Start Material provided

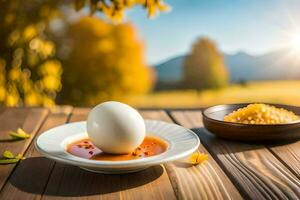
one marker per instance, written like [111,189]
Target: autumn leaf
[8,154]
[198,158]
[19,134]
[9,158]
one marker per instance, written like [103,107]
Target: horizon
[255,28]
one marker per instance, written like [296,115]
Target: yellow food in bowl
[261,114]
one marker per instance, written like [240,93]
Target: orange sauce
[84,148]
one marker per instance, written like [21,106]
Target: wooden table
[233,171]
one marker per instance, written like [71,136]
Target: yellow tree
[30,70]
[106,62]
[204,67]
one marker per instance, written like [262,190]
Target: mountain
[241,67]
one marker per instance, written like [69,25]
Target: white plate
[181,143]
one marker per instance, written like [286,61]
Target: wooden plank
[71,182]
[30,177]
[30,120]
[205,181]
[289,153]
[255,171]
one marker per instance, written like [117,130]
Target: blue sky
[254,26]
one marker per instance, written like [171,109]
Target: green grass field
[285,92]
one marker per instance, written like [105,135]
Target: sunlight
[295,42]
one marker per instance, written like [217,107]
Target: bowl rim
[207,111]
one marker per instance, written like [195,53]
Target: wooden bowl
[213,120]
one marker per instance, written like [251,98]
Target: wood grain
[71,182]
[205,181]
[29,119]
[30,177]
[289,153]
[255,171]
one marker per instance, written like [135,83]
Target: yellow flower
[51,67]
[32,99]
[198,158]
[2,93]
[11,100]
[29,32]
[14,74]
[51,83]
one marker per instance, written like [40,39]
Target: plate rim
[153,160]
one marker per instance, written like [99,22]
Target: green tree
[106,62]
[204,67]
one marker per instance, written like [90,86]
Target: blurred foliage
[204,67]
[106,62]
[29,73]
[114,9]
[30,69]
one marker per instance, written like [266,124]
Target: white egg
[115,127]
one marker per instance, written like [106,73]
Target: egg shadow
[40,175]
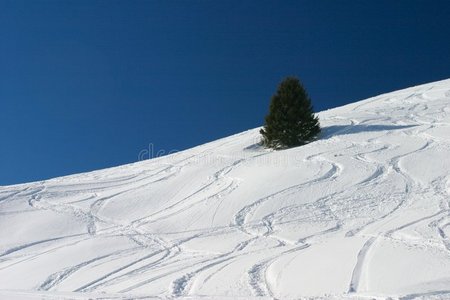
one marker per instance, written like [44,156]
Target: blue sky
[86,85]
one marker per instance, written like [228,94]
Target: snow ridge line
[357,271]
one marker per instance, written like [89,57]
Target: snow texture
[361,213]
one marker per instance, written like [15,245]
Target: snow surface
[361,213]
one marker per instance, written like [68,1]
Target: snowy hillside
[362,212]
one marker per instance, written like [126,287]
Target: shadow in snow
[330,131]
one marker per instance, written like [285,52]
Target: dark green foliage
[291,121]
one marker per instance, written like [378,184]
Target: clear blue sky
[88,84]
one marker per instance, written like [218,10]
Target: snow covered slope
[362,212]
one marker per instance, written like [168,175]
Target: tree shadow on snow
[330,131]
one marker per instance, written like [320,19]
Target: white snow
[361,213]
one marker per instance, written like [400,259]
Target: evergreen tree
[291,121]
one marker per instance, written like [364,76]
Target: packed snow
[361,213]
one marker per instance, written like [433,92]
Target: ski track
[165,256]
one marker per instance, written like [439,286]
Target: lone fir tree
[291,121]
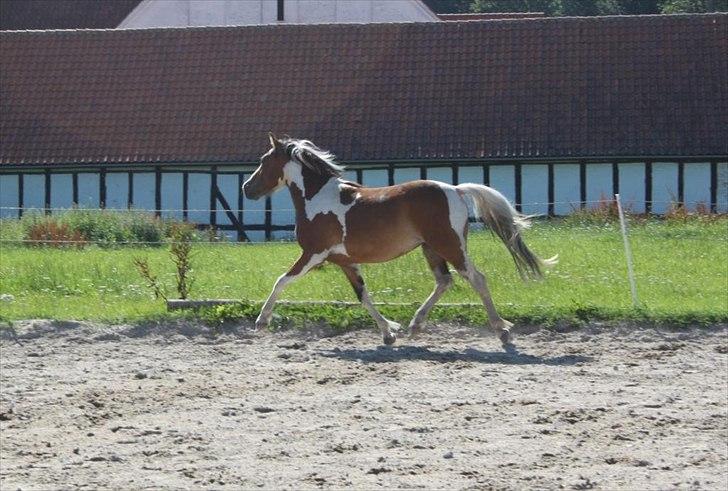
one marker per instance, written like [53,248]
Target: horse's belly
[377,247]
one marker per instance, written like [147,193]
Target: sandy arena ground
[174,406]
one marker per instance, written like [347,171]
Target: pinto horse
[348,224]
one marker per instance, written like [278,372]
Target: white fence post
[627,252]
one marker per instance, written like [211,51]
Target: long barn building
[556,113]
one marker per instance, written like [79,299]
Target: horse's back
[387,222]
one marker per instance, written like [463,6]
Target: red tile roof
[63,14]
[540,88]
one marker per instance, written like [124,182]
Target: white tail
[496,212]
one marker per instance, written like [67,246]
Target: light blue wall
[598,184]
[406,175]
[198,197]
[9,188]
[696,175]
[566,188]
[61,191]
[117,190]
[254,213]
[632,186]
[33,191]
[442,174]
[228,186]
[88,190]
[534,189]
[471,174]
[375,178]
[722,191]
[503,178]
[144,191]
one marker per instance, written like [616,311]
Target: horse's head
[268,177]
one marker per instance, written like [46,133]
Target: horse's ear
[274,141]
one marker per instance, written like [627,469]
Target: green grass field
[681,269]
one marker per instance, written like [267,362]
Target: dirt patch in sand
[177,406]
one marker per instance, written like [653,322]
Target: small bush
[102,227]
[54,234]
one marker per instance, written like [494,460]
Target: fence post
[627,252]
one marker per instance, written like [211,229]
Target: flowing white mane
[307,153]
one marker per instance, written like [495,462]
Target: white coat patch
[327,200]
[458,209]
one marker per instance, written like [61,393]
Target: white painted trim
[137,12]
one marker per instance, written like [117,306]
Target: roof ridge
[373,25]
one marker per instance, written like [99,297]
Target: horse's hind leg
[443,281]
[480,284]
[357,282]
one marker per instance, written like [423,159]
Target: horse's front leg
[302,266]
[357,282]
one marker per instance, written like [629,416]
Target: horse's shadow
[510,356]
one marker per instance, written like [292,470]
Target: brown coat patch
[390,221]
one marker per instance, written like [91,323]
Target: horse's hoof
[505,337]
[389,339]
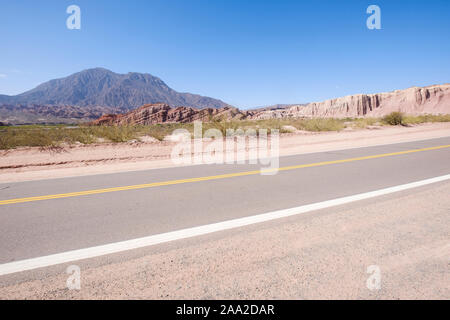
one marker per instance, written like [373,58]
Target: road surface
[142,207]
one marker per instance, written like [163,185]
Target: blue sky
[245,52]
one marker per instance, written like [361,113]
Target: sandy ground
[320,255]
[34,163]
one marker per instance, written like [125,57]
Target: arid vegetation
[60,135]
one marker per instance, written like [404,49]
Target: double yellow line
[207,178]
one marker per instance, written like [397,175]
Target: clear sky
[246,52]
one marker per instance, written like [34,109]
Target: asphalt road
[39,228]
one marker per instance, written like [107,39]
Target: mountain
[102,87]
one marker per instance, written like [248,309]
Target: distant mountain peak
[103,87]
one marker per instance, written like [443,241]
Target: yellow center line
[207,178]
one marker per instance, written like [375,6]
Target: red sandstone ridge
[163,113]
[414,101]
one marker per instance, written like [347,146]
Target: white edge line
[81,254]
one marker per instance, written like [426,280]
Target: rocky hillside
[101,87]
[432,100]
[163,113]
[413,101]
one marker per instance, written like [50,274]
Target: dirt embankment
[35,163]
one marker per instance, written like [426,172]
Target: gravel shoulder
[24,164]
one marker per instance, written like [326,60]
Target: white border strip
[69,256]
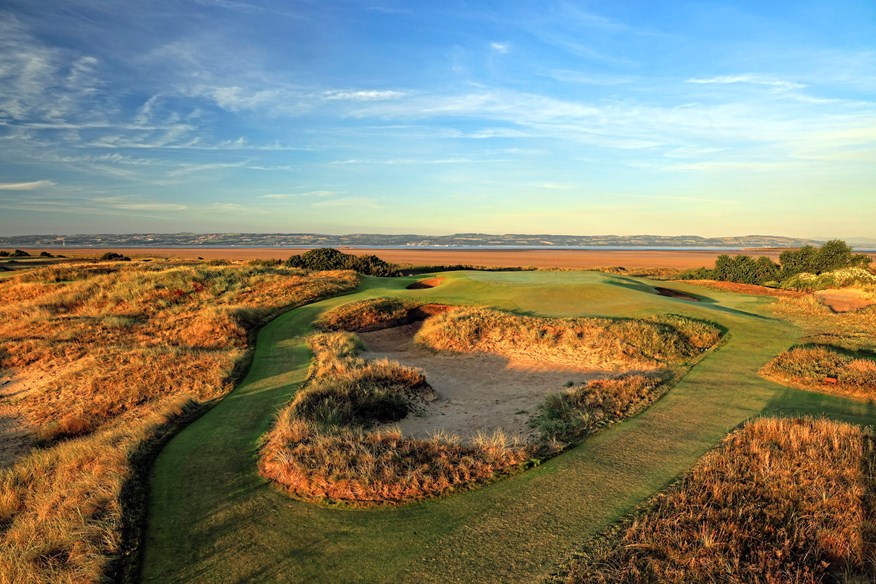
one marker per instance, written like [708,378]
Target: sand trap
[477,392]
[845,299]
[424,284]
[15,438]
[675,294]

End Material provided
Start Material provided

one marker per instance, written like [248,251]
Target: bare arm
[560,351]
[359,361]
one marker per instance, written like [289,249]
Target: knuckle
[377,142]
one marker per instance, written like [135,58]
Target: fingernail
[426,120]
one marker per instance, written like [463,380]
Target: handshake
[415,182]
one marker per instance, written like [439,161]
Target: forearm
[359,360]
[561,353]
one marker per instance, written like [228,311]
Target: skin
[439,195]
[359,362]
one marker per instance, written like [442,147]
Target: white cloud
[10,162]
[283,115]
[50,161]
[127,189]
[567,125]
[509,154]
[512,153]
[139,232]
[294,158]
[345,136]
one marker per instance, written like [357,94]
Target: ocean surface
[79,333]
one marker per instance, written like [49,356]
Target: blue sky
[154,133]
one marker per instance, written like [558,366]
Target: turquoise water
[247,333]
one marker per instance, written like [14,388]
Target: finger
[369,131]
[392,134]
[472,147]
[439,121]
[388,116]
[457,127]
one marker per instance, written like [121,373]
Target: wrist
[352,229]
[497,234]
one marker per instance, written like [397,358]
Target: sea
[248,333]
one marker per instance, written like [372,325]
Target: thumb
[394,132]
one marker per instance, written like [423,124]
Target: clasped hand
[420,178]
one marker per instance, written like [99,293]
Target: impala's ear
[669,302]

End Material provided

▸ Directive: Count the lines in the data above that contain the string "road", treating uppercase and lowercase as different. Give only the number.

▸ Result of the exercise: 2